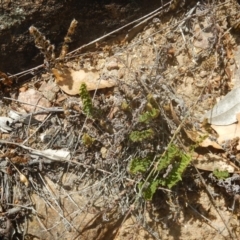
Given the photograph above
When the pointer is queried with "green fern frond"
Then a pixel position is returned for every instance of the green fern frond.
(139, 136)
(86, 100)
(139, 165)
(148, 191)
(149, 115)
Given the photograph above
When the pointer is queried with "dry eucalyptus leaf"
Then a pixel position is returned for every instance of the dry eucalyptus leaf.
(70, 80)
(225, 111)
(211, 162)
(202, 139)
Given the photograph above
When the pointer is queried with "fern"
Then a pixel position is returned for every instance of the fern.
(87, 140)
(139, 136)
(165, 160)
(177, 171)
(220, 174)
(87, 101)
(139, 165)
(149, 115)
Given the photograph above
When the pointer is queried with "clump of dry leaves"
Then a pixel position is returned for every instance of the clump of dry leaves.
(70, 172)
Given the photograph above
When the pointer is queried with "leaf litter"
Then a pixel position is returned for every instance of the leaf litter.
(70, 171)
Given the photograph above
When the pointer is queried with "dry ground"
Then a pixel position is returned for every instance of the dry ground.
(185, 58)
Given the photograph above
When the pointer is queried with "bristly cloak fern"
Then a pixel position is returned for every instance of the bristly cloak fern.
(174, 157)
(86, 100)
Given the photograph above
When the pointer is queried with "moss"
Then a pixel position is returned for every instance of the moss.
(87, 140)
(220, 174)
(139, 165)
(86, 100)
(139, 136)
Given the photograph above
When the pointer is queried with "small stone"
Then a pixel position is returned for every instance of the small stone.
(203, 74)
(112, 65)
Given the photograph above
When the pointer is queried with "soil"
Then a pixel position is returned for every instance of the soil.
(52, 17)
(67, 167)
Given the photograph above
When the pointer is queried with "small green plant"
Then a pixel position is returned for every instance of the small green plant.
(86, 100)
(87, 140)
(139, 136)
(149, 115)
(149, 190)
(125, 106)
(220, 174)
(139, 165)
(173, 163)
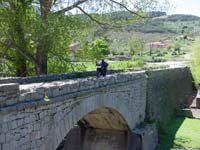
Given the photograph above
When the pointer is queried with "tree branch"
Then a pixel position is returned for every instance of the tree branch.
(70, 7)
(126, 8)
(92, 18)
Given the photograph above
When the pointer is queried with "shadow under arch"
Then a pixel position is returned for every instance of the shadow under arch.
(98, 117)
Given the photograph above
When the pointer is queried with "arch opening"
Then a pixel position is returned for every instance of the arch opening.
(101, 129)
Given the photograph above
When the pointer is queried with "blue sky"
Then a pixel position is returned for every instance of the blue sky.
(186, 7)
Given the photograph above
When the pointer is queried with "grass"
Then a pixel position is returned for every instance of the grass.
(180, 134)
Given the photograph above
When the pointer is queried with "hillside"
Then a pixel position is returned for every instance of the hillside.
(155, 29)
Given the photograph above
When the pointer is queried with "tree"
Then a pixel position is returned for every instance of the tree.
(195, 63)
(98, 49)
(136, 44)
(28, 28)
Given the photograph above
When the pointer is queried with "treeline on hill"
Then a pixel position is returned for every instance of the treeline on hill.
(160, 22)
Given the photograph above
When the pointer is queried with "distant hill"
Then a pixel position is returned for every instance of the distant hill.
(182, 17)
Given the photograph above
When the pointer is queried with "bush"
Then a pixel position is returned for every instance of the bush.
(195, 67)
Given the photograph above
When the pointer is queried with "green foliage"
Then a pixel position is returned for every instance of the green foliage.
(177, 47)
(180, 133)
(136, 44)
(195, 64)
(98, 49)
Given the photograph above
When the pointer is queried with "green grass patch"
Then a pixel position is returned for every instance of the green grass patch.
(180, 134)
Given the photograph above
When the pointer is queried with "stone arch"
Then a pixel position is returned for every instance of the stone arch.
(90, 104)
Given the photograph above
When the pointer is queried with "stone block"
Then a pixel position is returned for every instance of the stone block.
(149, 136)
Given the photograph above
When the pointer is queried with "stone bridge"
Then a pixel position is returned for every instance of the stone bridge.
(87, 113)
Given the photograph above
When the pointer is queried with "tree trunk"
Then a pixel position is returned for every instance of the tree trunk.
(21, 70)
(41, 57)
(42, 49)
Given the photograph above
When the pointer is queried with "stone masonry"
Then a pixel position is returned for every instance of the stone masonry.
(37, 116)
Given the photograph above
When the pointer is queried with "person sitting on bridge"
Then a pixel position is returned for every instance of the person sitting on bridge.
(102, 68)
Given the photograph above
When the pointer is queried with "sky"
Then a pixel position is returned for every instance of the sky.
(185, 7)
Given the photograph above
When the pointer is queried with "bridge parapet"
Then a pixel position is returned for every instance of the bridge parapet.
(9, 94)
(15, 94)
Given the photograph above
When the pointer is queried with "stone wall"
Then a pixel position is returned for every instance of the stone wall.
(39, 124)
(165, 90)
(38, 116)
(52, 77)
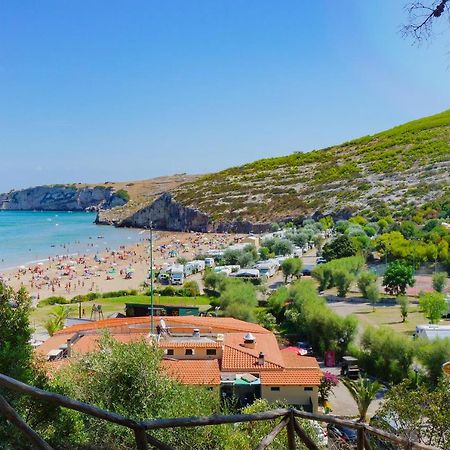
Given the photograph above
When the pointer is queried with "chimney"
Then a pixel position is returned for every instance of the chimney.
(249, 340)
(261, 359)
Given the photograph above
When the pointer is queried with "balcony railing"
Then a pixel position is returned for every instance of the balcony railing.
(142, 429)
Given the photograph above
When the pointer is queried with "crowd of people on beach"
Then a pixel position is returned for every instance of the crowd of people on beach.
(123, 268)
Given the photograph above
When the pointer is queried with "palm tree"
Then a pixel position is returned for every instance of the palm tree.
(363, 392)
(57, 319)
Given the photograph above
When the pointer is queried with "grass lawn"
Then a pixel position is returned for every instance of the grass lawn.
(116, 304)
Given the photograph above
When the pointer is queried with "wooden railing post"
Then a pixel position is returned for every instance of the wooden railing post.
(9, 413)
(141, 439)
(291, 430)
(360, 444)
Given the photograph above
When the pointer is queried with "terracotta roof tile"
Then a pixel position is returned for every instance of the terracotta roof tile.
(238, 357)
(89, 342)
(291, 360)
(193, 371)
(206, 324)
(191, 343)
(292, 377)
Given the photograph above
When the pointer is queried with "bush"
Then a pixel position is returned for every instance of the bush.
(439, 281)
(190, 289)
(434, 305)
(373, 294)
(365, 279)
(340, 247)
(308, 316)
(398, 277)
(342, 279)
(403, 301)
(385, 354)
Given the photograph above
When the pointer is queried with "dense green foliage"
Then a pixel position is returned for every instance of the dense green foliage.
(385, 354)
(327, 274)
(291, 267)
(127, 379)
(304, 313)
(340, 247)
(398, 277)
(417, 413)
(434, 305)
(407, 163)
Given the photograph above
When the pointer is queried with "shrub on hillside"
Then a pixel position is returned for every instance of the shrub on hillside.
(365, 279)
(439, 281)
(342, 280)
(386, 354)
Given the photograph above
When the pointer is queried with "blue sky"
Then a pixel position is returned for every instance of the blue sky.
(96, 90)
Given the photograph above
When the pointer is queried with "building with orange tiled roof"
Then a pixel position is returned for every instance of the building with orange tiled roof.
(239, 358)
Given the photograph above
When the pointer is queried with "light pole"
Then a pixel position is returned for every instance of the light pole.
(151, 280)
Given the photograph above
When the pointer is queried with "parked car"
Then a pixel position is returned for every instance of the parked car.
(349, 367)
(306, 346)
(338, 433)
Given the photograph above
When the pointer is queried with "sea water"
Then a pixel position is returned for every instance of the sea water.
(33, 236)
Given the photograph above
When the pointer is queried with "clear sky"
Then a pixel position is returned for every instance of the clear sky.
(94, 90)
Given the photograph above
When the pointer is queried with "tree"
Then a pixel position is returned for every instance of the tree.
(432, 354)
(365, 279)
(57, 319)
(386, 354)
(427, 423)
(327, 383)
(191, 288)
(342, 279)
(422, 16)
(16, 360)
(439, 281)
(403, 301)
(363, 392)
(238, 300)
(434, 305)
(340, 247)
(127, 378)
(398, 277)
(291, 267)
(373, 294)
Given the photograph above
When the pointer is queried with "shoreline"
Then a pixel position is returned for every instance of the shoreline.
(70, 275)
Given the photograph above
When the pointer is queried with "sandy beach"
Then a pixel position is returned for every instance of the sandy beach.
(124, 268)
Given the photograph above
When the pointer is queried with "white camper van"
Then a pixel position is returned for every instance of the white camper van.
(433, 331)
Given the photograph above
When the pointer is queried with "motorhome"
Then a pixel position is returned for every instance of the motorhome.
(194, 267)
(247, 273)
(177, 274)
(209, 262)
(267, 268)
(433, 331)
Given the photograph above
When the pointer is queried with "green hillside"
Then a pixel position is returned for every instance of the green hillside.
(405, 166)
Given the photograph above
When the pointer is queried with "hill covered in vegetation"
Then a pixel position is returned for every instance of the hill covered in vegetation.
(395, 170)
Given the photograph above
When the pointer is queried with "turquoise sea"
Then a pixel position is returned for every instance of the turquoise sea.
(31, 236)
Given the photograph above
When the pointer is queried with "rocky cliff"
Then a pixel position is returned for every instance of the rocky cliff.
(167, 214)
(61, 198)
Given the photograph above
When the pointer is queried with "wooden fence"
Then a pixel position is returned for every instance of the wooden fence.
(142, 429)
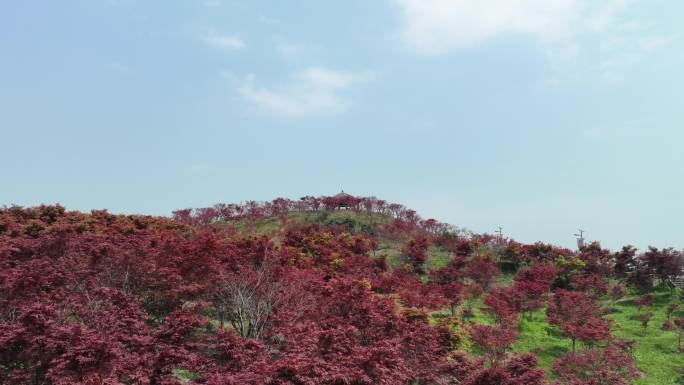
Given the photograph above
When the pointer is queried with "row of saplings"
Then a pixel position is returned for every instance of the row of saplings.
(570, 291)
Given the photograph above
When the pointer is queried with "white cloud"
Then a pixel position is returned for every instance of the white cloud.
(118, 68)
(213, 3)
(313, 91)
(291, 49)
(230, 42)
(433, 27)
(578, 36)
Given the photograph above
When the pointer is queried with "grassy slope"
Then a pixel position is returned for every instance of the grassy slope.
(655, 351)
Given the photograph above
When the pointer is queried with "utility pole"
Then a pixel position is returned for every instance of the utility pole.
(580, 239)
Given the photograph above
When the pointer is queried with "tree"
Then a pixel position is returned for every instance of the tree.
(416, 251)
(531, 286)
(664, 264)
(577, 316)
(625, 261)
(671, 308)
(502, 304)
(679, 325)
(644, 301)
(494, 341)
(605, 366)
(644, 318)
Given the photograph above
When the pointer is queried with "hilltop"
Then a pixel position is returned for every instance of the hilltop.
(323, 291)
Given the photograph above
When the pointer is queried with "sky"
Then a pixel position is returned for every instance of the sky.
(540, 116)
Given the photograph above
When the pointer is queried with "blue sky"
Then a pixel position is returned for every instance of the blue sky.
(541, 116)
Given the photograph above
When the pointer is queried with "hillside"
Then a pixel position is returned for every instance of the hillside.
(324, 291)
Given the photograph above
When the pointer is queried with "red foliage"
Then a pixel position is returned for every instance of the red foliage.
(607, 366)
(578, 317)
(416, 251)
(494, 341)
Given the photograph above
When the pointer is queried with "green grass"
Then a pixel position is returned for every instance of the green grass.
(655, 351)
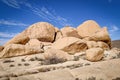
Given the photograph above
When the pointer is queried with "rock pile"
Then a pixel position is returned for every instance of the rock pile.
(44, 38)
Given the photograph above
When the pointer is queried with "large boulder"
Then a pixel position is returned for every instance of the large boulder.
(42, 31)
(1, 48)
(18, 49)
(102, 35)
(21, 38)
(88, 28)
(103, 45)
(56, 56)
(94, 54)
(70, 45)
(34, 42)
(69, 32)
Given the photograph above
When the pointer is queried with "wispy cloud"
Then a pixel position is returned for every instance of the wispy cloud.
(11, 23)
(11, 3)
(3, 41)
(113, 28)
(7, 35)
(42, 12)
(45, 13)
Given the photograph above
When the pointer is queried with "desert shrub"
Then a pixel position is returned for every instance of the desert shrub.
(91, 78)
(8, 61)
(23, 60)
(19, 64)
(26, 64)
(11, 65)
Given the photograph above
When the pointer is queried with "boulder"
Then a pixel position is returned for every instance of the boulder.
(58, 35)
(102, 35)
(21, 38)
(70, 45)
(18, 49)
(34, 42)
(1, 48)
(92, 44)
(56, 56)
(88, 28)
(70, 32)
(42, 31)
(94, 54)
(103, 45)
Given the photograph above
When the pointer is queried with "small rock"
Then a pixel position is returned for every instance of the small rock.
(94, 54)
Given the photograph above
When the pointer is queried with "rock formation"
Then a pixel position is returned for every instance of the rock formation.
(43, 36)
(44, 52)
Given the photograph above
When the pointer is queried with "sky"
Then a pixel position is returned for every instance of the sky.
(17, 15)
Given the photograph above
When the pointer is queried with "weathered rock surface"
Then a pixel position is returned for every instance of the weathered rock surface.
(70, 32)
(92, 44)
(103, 45)
(42, 31)
(34, 42)
(56, 56)
(58, 35)
(70, 45)
(94, 54)
(88, 28)
(1, 48)
(18, 49)
(102, 35)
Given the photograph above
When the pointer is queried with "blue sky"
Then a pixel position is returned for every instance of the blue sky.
(17, 15)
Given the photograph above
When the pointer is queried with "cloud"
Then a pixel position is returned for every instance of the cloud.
(7, 35)
(11, 3)
(46, 14)
(42, 12)
(113, 28)
(11, 23)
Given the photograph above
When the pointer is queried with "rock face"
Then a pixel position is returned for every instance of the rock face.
(69, 32)
(70, 45)
(43, 52)
(88, 28)
(21, 38)
(94, 54)
(102, 35)
(1, 48)
(18, 49)
(42, 31)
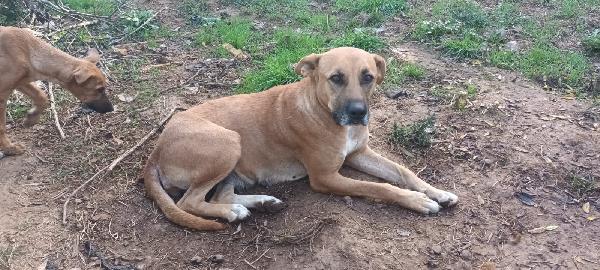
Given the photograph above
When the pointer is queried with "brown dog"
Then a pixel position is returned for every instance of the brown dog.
(25, 58)
(311, 127)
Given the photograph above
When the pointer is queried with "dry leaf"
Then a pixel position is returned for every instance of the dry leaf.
(586, 207)
(125, 98)
(543, 229)
(480, 200)
(237, 53)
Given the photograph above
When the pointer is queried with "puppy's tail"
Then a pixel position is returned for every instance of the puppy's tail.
(168, 206)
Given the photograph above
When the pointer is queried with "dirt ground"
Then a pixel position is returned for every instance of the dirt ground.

• • • •

WHAT NEEDS TO BE DONE – Count the lines in the listing above that contain the string "building", matching case exactly. Reply with the number only.

FULL SOLUTION – 2